-- start of Task inputs --

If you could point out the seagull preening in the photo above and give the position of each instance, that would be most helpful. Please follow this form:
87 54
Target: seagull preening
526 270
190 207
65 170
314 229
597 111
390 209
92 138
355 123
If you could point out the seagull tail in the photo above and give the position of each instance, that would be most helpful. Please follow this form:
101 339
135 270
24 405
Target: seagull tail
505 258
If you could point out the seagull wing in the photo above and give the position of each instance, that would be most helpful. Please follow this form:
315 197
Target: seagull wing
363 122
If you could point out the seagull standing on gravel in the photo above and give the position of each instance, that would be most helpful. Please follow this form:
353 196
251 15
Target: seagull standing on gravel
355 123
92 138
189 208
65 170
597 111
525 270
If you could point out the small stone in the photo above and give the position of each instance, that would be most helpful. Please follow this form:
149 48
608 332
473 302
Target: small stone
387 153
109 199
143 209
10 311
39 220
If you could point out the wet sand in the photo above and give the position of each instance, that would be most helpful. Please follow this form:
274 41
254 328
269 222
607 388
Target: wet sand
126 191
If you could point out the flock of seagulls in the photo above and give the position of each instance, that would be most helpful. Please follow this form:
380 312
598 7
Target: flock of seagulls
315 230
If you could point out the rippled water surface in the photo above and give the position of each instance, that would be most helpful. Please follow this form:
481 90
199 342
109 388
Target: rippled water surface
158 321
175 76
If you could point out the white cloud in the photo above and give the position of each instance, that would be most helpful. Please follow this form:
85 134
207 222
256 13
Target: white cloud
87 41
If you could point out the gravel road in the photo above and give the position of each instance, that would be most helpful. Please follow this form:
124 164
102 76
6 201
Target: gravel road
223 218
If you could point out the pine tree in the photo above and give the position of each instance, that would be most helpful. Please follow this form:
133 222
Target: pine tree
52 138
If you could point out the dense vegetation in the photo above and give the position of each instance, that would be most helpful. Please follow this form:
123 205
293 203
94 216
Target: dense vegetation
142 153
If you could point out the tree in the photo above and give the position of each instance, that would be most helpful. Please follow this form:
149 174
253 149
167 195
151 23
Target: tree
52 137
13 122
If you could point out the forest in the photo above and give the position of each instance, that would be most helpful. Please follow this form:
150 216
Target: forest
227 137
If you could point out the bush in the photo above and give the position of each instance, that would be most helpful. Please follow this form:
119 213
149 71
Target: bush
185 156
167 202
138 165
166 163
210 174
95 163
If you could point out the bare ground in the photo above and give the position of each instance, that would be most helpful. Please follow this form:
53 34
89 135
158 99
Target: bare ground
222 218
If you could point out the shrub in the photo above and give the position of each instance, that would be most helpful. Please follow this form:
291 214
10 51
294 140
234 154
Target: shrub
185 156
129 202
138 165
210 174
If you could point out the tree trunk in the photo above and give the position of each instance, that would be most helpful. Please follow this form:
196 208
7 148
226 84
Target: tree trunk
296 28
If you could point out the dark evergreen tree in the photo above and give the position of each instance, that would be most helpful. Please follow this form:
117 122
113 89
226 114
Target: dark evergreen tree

-- end of Task inputs --

▸ Problem details
Rewrite every one of the records above as a numbered list, leaving out blank lines.

▸ Exercise result
1. If you could point out the seagull preening in the photo above and give the position of each instance, that would be most helpful. Please follow this form:
2. 87 54
3. Target: seagull preening
4. 526 270
5. 190 207
6. 65 170
7. 314 229
8. 597 111
9. 390 209
10. 92 138
11. 355 123
12. If you could point out the seagull tail in the photo above and give the position of each instance, that would be most helpful. Please follow this form:
13. 101 339
14. 135 270
15. 24 405
16. Target: seagull tail
17. 505 258
18. If you could point out the seagull wing in the photo above and give the position of each instance, that would be most helpful. Please follow this form:
19. 315 197
20. Target: seagull wing
21. 363 122
22. If you could point out the seagull standing on gravel in the photo above and give the position of each instance, that would be most helpful. Please follow this form:
23. 353 196
24. 251 15
25. Target: seagull standing on gravel
26. 355 123
27. 92 138
28. 189 208
29. 65 170
30. 597 111
31. 525 270
32. If you could point out the small stone in the photo above and give the position of each instance, that would be most helpful. Please follow this form:
33. 149 48
34. 608 332
35. 473 302
36. Target: small stone
37. 387 153
38. 109 199
39. 143 209
40. 10 311
41. 39 220
42. If you could point out the wet sand in the photo above and give the position of each instance, that would be most helpful. Please follow this form:
43. 274 41
44. 254 328
45. 269 222
46. 607 388
47. Target: wet sand
48. 126 191
49. If you could point out the flock of seagulls in the photo above and give the position of each instance, that would be most helpful. Please follow this form:
50. 380 312
51. 598 7
52. Target: flock of seagulls
53. 315 230
54. If you could point out the rippled water surface in the photo above and give the position of each instance, that would be most helpful. Please follow this form:
55. 481 90
56. 199 342
57. 109 388
58. Target: rippled water surface
59. 158 321
60. 175 76
61. If you could point out the white cloud in the photo above and give the position of each instance, that would be most helpful. Please follow this form:
62. 85 134
63. 207 222
64. 256 13
65. Target: white cloud
66. 87 41
67. If you could point out the gravel road in the photo above and give the position of each instance, that would be most helpful. Please follow this form:
68. 124 164
69. 102 76
70. 6 201
71. Target: gravel road
72. 223 218
73. If you could point out the pine tree in the photo above and give the position of each instance, that would be most helpful. Please follow this form:
74. 133 222
75. Target: pine tree
76. 52 138
77. If you could point out the dense vegetation in the photo above and give the position of each instance, that would be most helpful. Please follow this form:
78. 123 205
79. 293 203
80. 94 216
81. Target: dense vegetation
82. 142 153
83. If you could point out the tree in the photo above and give the position of each instance, that would be most helpful. Please follow this form:
84. 149 174
85. 253 149
86. 167 195
87. 151 23
88. Target: tree
89. 52 137
90. 13 122
91. If you could point out the forest in the photo above and give the position of each instance, that would be most helpful. Please follow this form:
92. 150 216
93. Target: forest
94. 227 137
95. If you could point out the bush in the photo above and give the position of each instance, that would be most helpful. Please follow this form:
96. 119 213
97. 149 71
98. Target: bush
99. 185 156
100. 167 202
101. 138 165
102. 166 163
103. 210 174
104. 95 163
105. If you could point out the bare ground in the photo above and give the position of each instance, that would be most helpful. Please follow this form:
106. 53 34
107. 89 135
108. 158 99
109. Target: bare ground
110. 222 218
111. If you could point out the shrub in the photo above and give the position of each instance, that would be most helpful. Please follow this form:
112. 291 214
113. 10 51
114. 294 140
115. 234 154
116. Target: shrub
117. 185 156
118. 129 202
119. 138 165
120. 210 174
121. If you could point out the tree trunk in the photo above and give the position of each instance, that would be most helpful. Please follow this form:
122. 196 208
123. 7 148
124. 226 84
125. Target: tree trunk
126. 296 28
127. If you could point out the dark evergreen tree in the photo above and give the position of each instance, that would be most helpful. Please follow this form:
128. 117 122
129. 113 89
130. 226 114
131. Target: dark evergreen tree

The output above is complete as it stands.